■ Records for processing:
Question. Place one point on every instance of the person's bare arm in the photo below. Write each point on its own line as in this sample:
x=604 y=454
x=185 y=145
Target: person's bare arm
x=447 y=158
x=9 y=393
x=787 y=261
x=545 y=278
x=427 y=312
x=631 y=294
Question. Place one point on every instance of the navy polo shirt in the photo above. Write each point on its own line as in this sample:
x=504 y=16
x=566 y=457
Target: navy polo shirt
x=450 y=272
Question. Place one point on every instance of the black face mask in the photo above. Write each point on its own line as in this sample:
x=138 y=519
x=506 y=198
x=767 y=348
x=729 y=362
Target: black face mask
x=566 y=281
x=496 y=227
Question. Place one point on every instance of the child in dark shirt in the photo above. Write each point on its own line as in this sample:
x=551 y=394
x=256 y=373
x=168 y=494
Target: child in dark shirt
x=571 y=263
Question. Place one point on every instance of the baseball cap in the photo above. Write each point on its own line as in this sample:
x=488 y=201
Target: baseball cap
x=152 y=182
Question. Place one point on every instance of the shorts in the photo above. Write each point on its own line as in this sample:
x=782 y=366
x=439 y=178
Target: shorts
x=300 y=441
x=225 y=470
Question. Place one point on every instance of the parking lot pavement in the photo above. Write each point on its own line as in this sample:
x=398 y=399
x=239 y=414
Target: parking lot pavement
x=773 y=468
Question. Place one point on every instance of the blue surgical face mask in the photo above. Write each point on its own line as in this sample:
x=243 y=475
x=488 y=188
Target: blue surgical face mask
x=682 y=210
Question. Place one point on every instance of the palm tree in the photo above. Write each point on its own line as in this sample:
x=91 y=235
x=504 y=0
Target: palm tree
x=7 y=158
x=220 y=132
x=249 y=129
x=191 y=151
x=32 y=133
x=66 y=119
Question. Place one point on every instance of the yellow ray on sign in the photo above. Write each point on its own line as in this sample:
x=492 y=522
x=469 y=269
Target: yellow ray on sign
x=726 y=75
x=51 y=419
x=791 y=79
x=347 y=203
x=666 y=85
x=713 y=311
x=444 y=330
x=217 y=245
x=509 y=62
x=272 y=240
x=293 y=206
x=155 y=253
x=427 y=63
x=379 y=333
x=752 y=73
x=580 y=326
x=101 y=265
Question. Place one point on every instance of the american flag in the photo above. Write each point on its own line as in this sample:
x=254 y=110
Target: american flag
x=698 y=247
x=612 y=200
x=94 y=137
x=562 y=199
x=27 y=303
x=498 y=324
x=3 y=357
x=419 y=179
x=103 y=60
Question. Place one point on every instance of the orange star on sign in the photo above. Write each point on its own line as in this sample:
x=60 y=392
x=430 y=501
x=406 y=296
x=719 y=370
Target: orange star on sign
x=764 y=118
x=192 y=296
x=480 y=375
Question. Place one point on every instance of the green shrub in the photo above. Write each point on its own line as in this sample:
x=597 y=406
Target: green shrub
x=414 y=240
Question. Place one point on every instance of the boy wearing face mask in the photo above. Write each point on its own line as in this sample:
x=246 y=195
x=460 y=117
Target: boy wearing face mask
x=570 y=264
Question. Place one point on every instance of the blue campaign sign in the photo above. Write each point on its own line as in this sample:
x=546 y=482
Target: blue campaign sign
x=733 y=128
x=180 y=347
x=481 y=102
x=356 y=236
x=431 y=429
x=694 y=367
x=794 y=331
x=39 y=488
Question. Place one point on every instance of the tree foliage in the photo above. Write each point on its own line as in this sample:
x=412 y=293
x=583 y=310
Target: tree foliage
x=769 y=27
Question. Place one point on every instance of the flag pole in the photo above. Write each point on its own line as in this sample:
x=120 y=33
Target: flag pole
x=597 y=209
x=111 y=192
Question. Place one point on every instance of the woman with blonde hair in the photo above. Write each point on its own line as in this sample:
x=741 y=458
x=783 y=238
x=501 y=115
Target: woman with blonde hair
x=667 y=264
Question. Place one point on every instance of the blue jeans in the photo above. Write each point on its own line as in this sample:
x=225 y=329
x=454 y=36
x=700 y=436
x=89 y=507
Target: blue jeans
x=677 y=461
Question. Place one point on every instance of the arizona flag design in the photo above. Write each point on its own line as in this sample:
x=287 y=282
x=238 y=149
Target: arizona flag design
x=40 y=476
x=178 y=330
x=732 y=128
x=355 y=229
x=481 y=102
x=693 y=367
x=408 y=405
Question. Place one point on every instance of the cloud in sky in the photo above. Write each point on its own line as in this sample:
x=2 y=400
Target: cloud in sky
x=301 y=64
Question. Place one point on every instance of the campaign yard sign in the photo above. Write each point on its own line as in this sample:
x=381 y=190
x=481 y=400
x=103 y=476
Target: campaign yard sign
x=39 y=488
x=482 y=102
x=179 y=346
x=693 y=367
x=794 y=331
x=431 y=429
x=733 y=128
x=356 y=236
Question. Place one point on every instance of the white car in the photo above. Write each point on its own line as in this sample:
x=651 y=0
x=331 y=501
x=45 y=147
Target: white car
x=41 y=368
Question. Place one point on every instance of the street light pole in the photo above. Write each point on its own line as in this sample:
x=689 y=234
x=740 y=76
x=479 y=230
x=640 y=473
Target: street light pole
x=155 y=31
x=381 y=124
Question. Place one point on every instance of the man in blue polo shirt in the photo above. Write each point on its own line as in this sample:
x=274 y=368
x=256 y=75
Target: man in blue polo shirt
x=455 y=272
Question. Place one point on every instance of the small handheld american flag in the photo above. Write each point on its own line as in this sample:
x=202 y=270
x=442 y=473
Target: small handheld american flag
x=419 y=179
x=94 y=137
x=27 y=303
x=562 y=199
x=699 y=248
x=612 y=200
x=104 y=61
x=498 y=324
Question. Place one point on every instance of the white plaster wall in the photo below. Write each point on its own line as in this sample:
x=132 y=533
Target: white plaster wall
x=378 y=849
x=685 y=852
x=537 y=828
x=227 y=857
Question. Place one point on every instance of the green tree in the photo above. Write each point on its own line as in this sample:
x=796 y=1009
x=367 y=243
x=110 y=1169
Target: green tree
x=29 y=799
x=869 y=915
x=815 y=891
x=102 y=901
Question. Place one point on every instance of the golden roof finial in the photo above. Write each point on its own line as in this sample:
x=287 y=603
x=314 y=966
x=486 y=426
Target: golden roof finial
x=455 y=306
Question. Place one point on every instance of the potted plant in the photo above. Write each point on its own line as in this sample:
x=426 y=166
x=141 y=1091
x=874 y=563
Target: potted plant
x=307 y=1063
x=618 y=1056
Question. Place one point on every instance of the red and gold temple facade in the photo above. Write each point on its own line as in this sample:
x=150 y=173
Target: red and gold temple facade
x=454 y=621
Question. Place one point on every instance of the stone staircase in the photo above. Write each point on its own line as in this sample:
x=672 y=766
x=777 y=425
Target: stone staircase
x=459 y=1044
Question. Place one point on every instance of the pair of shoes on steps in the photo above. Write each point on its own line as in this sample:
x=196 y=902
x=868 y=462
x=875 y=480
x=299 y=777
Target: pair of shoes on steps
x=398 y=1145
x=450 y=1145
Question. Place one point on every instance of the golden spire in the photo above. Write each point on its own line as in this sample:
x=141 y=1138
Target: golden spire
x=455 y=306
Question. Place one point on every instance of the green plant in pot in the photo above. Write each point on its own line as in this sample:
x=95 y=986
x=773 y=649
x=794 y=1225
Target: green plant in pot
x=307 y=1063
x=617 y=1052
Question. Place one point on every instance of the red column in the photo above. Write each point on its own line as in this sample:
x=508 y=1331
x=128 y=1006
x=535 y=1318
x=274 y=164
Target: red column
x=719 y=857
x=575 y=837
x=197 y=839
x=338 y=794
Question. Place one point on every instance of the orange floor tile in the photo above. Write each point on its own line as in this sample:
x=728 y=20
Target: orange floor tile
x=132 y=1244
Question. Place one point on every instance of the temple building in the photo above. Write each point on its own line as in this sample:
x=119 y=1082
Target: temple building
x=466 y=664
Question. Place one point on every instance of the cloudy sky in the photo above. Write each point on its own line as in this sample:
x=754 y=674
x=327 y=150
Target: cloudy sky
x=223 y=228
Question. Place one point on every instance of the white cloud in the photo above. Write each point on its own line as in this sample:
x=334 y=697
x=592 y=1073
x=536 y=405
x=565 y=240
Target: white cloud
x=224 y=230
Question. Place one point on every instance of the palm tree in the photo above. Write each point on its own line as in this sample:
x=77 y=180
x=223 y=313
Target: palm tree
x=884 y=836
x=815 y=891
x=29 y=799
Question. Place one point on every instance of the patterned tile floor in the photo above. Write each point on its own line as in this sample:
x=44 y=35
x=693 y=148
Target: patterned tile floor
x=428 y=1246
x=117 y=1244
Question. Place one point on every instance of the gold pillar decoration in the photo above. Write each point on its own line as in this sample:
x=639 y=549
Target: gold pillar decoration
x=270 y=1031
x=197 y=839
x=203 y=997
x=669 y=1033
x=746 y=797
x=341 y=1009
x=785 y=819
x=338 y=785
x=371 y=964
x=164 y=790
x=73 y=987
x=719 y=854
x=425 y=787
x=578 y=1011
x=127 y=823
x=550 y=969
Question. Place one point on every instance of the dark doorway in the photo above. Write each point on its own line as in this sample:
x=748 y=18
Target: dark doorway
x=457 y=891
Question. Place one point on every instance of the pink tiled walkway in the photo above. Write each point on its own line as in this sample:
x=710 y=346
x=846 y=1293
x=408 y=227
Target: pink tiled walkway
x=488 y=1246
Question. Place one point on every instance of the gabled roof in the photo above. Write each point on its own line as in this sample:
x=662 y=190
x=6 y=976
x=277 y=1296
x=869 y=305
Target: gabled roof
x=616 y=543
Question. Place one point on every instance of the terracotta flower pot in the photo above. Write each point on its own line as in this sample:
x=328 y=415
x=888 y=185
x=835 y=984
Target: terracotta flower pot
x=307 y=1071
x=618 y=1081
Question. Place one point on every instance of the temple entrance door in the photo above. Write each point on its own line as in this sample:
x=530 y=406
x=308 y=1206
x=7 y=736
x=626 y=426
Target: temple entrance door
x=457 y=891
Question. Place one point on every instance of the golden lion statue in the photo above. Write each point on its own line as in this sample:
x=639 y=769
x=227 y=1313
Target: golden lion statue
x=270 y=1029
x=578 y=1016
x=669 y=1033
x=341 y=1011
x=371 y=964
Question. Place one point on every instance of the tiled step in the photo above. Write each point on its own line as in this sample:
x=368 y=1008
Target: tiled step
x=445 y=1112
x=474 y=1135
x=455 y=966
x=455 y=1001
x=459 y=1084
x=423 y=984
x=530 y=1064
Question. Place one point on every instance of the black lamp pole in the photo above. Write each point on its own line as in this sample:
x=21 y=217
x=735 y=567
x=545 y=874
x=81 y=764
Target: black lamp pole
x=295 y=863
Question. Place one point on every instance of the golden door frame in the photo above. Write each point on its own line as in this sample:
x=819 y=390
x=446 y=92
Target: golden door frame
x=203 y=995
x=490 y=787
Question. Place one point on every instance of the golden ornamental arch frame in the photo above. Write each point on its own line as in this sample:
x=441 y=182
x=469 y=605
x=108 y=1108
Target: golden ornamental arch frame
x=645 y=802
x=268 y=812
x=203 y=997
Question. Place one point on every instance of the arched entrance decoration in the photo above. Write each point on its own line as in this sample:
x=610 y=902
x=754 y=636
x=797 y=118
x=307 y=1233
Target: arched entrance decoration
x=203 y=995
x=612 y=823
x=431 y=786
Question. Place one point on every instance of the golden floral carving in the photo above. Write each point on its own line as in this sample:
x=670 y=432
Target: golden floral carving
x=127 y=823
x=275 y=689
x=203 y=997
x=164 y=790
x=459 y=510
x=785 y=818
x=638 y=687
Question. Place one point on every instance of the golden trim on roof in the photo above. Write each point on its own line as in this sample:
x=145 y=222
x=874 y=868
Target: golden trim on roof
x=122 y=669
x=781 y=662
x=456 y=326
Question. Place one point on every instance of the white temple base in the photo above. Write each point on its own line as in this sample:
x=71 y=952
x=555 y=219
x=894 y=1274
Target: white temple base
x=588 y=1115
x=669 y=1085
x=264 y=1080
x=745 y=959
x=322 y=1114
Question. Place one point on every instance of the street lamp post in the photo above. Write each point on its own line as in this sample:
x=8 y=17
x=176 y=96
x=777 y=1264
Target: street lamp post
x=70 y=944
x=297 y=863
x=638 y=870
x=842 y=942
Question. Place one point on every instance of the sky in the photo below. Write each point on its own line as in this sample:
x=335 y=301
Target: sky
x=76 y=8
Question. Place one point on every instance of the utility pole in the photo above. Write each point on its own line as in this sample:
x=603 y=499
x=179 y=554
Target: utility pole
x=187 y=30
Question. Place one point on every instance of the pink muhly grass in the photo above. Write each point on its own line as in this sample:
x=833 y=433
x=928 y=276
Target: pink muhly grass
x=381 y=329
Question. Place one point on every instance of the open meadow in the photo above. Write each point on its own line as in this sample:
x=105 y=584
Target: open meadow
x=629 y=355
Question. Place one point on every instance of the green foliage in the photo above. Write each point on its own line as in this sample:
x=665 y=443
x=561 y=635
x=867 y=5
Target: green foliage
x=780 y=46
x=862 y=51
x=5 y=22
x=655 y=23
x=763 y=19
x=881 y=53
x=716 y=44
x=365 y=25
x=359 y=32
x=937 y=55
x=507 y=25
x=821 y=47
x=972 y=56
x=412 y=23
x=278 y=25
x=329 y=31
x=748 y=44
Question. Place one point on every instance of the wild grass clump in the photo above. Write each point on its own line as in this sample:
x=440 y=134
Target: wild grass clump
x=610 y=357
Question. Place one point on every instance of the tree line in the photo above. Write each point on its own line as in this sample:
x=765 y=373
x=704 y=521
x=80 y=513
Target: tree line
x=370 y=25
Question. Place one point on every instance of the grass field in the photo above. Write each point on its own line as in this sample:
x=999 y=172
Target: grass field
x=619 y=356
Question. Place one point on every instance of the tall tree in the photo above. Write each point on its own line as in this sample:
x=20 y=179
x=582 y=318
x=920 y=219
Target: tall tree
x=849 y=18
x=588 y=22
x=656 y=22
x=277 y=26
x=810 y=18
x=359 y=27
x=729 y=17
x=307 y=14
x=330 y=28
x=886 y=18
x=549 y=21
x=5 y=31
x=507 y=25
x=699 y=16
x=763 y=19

■ Problem statement: Format the items beginning at the line containing "Question. Place one point on every instance of the orange floor" and ending after the line containing "x=223 y=228" as a numbered list, omitting blank lines.

■ Answer to the exercise:
1. Question. Place one point on every instance of the orange floor tile in the photo above. Write each point on its own line as in this sample:
2. x=728 y=20
3. Target: orange floor tile
4. x=132 y=1244
5. Question. Place one point on every instance of the temple building in the photo above. Write each point on its own line as in this sample:
6. x=119 y=1082
7. Target: temple building
8. x=466 y=664
9. Question. Place one point on every instance of the cloudy sky in the photo above. Write each point on its own line as in this sample:
10. x=754 y=674
11. x=327 y=150
12. Target: cloudy sky
13. x=223 y=228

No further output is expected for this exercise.